• Source:

* * * * * * *

Compact multi-LED light source with improved heat dissipation

Abstract

A light source having a substrate having first and second surfaces is disclosed. The substrate has first and second conducting traces on the first surface. A heat conducting metallic layer is attached to the second surface. First and second LEDs are disposed on the first surface, each LED having first and second contacts for powering that LED. The first contact is connected to a corresponding one of the first and second conducting traces. First and second conducting vias are in contact with the first and second LEDs, respectively. The first and second conducting vias extend from the first surface through the substrate and contact the heat conducting metallic layer. The second contacts of the first and second LEDs are electrically connected to the first and second conducting vias, respectively. The LEDs are powered by applying potentials between the external terminals and the heat-conducting layer.

Description

BACKGROUND OF THE INVENTION

Light-emitting diodes (LEDs) are good candidates to replace incandescent and other light sources. LEDs have higher power to light conversion efficiencies than incandescent lamps and longer lifetimes. In addition, LEDs operate at relatively low voltages, and hence, are better adapted for use in many battery-powered devices. Furthermore, LEDs are point sources, and hence, are better adapted than fluorescent sources for lighting systems in which a point light source that is collimated or focused by an optical system is required.

LEDs have two problems that detract from their use in lighting applications. First, LEDs emit light in relatively narrow spectral regions, and hence, to provide a light source having an arbitrary color, a number of LEDs must be combined or some form of phosphor conversion is needed. In a phosphor converted light source, the LED excites a phosphor layer which provides one of the color components needed to provide a source of the desired color. The phosphors are suspended in a layer over the LED. The light losses in this layer due to absorption and scattering are significant, and hence, the LED must provide additional light to make up for these losses. This additional light, in turn, increases the power that must be dissipated by the package.

In principle, a compound light source constructed from three LEDs that emit light in the red, blue, and green regions of the spectrum can generate light that is perceived to be of any color by a human observer by adjusting the relative light output of the three LEDs. To provide such a source and still maintain the point source characteristic discussed above, the three LED chips must be packaged in a small package that efficiently collects the light from the LEDs and mixes the light such that an observer perceives a single “point” source.

Second, to compete with incandescent lights, the LEDs must operate at relatively high power levels, and hence, the LEDs must be packaged in a package that can dissipate a significant amount of heat. Removing this heat from the packaged chips presents a number of problems. As noted above, a very small package is needed to preserve the point source nature of a multiple LED source. In addition, in many applications, cost is a primary concern, and hence, the heat dissipating elements of the package must not substantially increase the cost of the light source. In addition to removing heat, the package must require a minimum number of connections to the surrounding circuitry to reduce the cost of the package and the cost of the components to which the light source is connected.

* * * * * * *

[Entries from an annotation dataset]
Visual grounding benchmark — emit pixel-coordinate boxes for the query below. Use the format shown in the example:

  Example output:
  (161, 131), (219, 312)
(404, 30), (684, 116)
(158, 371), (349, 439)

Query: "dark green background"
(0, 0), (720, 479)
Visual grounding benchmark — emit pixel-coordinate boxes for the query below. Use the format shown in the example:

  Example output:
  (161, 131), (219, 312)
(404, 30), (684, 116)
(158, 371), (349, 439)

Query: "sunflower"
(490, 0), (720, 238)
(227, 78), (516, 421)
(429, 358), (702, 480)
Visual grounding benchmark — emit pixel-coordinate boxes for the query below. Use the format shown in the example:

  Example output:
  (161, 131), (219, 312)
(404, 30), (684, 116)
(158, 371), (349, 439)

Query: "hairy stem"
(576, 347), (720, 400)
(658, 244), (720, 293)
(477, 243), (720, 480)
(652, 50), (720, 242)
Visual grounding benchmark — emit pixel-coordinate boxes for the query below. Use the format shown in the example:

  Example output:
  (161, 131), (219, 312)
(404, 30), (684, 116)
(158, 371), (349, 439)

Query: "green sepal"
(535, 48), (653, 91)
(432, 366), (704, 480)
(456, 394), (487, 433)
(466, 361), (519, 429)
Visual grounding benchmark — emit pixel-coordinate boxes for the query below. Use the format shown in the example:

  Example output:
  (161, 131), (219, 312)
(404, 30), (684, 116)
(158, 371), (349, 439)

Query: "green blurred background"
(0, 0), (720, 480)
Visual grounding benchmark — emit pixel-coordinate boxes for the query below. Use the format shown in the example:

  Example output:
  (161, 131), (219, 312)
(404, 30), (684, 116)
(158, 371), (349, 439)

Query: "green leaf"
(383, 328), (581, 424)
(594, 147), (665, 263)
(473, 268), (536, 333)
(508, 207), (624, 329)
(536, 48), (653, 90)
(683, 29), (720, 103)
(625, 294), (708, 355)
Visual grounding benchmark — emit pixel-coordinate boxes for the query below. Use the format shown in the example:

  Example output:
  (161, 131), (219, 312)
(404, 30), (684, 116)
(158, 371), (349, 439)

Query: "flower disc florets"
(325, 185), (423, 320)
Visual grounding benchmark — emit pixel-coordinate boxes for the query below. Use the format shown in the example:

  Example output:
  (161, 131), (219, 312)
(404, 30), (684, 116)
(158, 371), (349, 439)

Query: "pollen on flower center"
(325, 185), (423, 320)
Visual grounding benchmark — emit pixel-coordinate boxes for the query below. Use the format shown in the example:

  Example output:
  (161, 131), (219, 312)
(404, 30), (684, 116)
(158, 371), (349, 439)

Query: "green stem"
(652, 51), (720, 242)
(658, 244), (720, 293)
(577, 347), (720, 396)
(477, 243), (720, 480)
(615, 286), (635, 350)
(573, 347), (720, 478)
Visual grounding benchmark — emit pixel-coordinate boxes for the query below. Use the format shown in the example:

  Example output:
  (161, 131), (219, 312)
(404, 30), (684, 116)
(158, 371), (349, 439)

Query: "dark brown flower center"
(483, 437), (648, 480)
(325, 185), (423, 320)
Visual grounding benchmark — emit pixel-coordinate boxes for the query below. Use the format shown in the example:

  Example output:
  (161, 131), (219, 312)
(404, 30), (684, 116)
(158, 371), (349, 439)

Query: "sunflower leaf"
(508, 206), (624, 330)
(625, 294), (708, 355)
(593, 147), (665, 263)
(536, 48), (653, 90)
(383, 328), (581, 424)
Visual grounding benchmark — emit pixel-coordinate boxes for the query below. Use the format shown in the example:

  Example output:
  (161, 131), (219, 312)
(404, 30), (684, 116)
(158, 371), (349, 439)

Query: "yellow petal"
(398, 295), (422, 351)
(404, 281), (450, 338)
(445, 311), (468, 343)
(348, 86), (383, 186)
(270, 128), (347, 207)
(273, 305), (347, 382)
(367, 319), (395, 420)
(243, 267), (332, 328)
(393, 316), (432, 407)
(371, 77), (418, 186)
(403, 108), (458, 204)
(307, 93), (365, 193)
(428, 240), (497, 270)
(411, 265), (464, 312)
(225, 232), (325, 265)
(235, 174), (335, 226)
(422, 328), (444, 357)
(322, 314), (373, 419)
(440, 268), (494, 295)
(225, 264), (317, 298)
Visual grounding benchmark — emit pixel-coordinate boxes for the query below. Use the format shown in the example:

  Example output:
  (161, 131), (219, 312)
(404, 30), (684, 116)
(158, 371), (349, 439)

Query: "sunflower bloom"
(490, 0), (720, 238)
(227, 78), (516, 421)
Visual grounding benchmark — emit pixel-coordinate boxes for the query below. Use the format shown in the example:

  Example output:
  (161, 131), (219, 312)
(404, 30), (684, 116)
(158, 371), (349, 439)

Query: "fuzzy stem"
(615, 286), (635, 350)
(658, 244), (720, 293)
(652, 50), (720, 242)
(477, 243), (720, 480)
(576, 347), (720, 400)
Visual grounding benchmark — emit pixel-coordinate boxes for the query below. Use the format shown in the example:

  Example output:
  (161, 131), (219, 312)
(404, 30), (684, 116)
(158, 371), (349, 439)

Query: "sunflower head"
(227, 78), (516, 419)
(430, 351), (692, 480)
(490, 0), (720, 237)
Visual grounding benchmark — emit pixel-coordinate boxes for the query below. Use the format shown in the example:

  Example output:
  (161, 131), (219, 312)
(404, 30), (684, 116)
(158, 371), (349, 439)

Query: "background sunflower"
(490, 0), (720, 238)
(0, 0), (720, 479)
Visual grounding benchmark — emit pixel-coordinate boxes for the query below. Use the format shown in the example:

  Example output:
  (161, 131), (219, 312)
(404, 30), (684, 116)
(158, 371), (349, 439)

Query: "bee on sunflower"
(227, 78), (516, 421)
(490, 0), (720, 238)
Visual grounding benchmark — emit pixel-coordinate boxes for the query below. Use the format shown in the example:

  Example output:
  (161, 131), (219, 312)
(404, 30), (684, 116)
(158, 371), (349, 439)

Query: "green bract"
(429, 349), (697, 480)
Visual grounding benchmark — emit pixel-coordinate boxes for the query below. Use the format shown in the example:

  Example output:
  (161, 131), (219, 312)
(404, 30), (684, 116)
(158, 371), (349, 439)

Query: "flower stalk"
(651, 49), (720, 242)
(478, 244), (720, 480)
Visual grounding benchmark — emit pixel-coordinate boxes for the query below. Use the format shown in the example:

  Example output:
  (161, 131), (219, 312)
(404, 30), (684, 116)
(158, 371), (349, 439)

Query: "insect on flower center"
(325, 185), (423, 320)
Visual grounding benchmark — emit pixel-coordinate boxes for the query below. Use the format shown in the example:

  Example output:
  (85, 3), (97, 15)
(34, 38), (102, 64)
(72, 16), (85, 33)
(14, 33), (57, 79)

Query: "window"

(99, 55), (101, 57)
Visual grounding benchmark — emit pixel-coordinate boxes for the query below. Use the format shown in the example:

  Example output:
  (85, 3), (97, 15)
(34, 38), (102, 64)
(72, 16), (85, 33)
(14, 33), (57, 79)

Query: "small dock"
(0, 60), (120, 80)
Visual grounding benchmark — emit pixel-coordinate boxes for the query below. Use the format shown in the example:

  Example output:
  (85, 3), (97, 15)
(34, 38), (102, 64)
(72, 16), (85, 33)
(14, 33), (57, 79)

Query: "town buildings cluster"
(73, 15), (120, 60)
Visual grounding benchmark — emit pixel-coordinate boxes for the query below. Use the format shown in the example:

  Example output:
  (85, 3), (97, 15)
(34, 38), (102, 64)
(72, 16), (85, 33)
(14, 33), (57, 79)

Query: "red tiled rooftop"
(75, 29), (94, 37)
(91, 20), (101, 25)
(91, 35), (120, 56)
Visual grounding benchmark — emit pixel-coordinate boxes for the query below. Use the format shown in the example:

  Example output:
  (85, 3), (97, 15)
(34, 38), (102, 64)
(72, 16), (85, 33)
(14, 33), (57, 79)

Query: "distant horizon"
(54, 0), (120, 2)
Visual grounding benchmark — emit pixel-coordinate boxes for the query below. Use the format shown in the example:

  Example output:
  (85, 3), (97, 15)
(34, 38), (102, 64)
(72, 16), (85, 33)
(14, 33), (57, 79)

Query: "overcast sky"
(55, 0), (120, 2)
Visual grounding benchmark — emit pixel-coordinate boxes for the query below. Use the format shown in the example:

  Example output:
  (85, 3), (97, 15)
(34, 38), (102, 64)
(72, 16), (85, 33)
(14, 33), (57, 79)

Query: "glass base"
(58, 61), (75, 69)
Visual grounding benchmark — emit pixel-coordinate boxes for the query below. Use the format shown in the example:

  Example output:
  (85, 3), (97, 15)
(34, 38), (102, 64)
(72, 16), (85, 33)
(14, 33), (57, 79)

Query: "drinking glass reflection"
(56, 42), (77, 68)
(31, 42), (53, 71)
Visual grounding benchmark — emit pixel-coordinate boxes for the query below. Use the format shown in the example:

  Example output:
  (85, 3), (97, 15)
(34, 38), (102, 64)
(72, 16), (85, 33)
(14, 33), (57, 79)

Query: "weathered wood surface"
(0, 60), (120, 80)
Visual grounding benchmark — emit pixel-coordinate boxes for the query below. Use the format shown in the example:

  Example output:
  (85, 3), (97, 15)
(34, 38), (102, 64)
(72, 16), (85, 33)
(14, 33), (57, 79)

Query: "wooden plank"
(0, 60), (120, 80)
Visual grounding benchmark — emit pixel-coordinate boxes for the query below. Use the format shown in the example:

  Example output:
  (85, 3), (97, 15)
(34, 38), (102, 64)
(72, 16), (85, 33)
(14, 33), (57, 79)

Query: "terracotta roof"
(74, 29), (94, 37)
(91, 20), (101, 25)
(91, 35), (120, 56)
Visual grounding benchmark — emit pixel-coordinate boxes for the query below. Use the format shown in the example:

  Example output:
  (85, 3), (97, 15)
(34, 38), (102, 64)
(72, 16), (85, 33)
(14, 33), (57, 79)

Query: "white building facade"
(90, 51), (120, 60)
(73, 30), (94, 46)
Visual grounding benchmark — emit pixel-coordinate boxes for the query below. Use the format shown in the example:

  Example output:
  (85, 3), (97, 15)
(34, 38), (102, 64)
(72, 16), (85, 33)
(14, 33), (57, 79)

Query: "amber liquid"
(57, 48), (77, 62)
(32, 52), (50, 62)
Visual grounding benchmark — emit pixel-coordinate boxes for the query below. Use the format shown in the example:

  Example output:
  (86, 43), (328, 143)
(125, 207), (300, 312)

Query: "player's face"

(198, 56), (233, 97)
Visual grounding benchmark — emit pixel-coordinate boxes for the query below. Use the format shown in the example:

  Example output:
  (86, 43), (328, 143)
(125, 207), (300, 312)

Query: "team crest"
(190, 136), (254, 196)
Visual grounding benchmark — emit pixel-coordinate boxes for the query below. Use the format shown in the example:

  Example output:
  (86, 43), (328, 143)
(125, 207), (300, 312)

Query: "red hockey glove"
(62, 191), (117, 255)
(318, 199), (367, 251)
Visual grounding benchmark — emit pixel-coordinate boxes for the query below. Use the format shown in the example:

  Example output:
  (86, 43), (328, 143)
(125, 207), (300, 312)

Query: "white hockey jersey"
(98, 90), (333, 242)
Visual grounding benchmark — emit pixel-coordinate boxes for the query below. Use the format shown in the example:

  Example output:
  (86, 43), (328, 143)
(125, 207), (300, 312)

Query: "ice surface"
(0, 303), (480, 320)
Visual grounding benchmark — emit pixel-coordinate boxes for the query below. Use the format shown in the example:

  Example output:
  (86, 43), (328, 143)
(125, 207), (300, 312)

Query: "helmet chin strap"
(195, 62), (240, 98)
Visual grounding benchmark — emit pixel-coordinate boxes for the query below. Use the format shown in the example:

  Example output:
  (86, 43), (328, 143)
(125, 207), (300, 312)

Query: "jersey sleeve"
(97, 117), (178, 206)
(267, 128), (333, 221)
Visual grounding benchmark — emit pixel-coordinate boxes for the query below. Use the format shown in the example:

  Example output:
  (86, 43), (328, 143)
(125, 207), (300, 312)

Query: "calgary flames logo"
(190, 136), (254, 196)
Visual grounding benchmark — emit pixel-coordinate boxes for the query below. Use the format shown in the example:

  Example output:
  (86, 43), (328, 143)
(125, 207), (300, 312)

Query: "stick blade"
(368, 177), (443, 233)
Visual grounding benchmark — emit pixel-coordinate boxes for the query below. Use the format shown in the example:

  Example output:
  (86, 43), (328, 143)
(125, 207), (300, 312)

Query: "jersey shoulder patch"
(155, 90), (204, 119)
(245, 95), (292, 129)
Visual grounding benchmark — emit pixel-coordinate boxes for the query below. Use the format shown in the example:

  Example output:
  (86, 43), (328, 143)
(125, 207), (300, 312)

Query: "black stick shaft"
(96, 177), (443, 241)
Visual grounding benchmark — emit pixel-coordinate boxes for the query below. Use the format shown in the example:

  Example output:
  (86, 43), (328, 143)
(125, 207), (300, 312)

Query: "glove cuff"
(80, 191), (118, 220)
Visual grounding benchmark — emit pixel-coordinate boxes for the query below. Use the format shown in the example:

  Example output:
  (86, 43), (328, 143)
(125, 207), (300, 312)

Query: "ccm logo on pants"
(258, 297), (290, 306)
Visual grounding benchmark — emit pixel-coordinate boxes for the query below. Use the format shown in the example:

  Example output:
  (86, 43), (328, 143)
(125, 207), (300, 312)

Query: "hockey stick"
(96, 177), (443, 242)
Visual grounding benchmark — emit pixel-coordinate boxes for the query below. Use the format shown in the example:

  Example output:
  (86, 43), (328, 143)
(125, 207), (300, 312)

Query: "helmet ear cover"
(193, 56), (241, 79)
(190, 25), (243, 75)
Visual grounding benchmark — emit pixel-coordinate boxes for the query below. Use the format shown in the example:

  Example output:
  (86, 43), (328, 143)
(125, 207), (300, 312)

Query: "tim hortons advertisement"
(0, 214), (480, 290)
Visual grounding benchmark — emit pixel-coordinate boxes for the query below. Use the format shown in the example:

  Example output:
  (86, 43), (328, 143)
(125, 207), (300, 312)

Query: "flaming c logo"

* * * * * * *

• To be done:
1) According to the LED light source patent, what is attached to the second surface of the substrate?
2) Duplicate the part of the LED light source patent that opens with the words containing "Light-emitting diodes (LEDs)" and closes with "system is required.".

• Task-by-task answers:
1) A heat conducting metallic layer.

2)
Light-emitting diodes (LEDs) are good candidates to replace incandescent and other light sources. LEDs have higher power to light conversion efficiencies than incandescent lamps and longer lifetimes. In addition, LEDs operate at relatively low voltages, and hence, are better adapted for use in many battery-powered devices. Furthermore, LEDs are point sources, and hence, are better adapted than fluorescent sources for lighting systems in which a point light source that is collimated or focused by an optical system is required.